:: Task objective ::
The answer must consist of the listing, reproduced exactly.
***
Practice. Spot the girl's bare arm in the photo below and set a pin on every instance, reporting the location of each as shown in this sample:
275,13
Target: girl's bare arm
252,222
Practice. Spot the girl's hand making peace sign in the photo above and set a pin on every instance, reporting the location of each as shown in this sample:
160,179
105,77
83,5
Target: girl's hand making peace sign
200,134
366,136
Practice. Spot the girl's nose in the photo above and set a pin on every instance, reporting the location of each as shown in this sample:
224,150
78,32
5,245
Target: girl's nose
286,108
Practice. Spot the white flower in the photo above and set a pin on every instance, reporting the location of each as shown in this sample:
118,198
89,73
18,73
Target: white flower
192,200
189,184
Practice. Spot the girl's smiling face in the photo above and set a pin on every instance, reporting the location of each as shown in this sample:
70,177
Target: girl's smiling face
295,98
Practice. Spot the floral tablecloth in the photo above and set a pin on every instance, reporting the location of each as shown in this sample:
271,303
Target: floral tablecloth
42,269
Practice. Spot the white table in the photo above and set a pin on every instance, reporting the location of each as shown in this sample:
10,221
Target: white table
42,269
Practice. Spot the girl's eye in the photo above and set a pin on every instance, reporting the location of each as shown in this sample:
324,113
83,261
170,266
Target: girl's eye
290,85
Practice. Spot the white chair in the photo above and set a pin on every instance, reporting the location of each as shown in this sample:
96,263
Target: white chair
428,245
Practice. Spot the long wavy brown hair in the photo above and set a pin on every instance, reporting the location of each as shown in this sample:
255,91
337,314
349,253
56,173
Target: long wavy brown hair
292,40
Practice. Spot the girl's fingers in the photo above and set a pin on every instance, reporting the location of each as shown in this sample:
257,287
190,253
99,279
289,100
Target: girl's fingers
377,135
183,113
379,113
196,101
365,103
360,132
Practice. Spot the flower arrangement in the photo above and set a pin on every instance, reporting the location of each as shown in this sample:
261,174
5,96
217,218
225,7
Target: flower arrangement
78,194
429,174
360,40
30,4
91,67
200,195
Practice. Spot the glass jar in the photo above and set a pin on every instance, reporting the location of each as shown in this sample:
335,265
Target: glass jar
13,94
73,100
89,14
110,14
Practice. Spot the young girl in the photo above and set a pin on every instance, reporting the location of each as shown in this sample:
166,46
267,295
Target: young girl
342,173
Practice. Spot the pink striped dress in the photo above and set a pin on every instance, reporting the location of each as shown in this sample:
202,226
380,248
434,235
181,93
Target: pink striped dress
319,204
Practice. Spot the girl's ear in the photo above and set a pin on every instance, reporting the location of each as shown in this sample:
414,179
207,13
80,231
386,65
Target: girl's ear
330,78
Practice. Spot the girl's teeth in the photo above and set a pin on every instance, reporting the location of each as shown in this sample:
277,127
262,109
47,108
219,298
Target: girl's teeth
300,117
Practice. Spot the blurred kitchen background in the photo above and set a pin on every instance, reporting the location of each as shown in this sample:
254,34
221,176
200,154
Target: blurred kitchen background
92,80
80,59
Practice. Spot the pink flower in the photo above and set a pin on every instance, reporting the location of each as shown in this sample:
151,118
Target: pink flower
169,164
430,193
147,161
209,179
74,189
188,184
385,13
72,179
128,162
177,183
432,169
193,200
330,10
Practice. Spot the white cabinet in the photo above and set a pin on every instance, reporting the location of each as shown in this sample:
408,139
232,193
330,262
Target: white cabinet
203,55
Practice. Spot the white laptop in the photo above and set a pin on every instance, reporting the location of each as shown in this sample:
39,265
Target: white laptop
***
:: Answer box ::
Practice. Spot the girl's bare arm in the photo below and set a pin on every instance, reporting the location of each as shown in this sample:
275,13
Target: girl's bare arm
252,222
Practice. Spot the girl's hand making peace sign in the photo above and set a pin on every instance, reporting the location of each as shown in this sample:
160,179
105,77
83,5
Target: girl's hand making peace sign
200,134
366,136
Practice. Spot the girl's nose in the photo above and set a pin on every instance, reporting the location of each as shown in this sample:
224,150
78,32
5,245
Target: girl's nose
286,108
Practice. Spot the white flower in the photo above and set a pin on every instance, reporting the location of each as shown in this sample:
118,198
89,73
18,73
Target: white flower
192,200
189,184
Practice. Spot the girl's smiling face in the photo above and set a pin on every instance, reporting the location of each as shown in this sample:
70,177
Target: girl's smiling face
295,98
Practice. Spot the floral tablecloth in the photo above and set a pin on every instance, reporting the location of each as shown in this sample:
271,303
Target: floral tablecloth
42,269
Practice. Spot the white table in the photo above and set a pin on every instance, reporting the location of each as shown in this sample:
10,221
Target: white table
42,269
Practice. Spot the girl's eye in the photo above and set a pin on every instance, reporting the location of each as shown in this sample:
324,113
83,261
170,266
Target: girl's eye
290,85
Practice. Spot the white chair in the photo above and set a pin on every instance, reporting the location of each as shown in this sample:
96,263
Target: white chair
428,245
Practice. Spot the long wavy brown hair in the photo above and set a pin on every instance, reporting the location of each as shown in this sample:
255,91
337,314
349,253
56,173
Target: long wavy brown hair
292,40
Practice. Spot the girl's fingers in the photo above and set a pin on every instance, reporting the location of each as shown in this sample:
257,287
190,253
99,279
289,100
Target: girl's fingers
377,135
183,113
379,113
196,101
365,103
360,132
Practice. Spot the flower arrangement in the photo above and set a pin on every instance, reporting the location of each as shown in this sample:
261,174
5,96
217,218
225,7
Target: flower arrangement
78,194
429,174
360,40
30,4
91,67
200,195
Practice. Spot the glass jar in the photo above and set a pin on every instance, reporting the location of each as shown in this sample:
335,265
Target: glass jar
13,94
73,100
89,14
110,14
Practice. Spot the young girl in the photo above and set a pin on every instance, reporting the location of each as shown in this sample:
166,46
267,295
Target: young girl
342,173
Practice. Spot the pink striped dress in the photo above and set a pin on every instance, reporting the location of each as shown in this sample:
202,226
380,248
434,235
181,93
Target: pink striped dress
319,204
Practice. Spot the girl's ear in the photo above and set a pin on every instance, reporting the location of each as shown in this sample:
414,179
207,13
80,231
386,65
Target: girl's ear
330,78
Practice. Spot the girl's teeth in the photo above and set a pin on every instance, reporting the location of each as shown in this sample:
277,127
262,109
47,108
219,298
Target: girl's teeth
300,117
Practice. Spot the blurred kitchen background in the photo above and set a pin on every instance, reporting the location of each as shown in this sample:
254,34
221,176
200,154
Target: blurred kitchen background
92,80
80,59
Practice. Spot the pink flower in the photo above and set a pin on every instance, reporting the location of each as shown in this sample:
151,118
Target: pink flower
169,164
430,193
147,161
209,179
74,189
188,184
385,13
72,179
128,162
177,183
432,169
193,200
330,10
Practice. Spot the white cabinet in the photo above and set a pin on every instance, reporting the location of each as shown in this sample:
408,139
232,193
330,262
Target: white cabinet
203,55
Practice. Spot the white laptop in the photo above and set a pin on every instance, reporting the location of each as shown in this sample:
39,265
Target: white laptop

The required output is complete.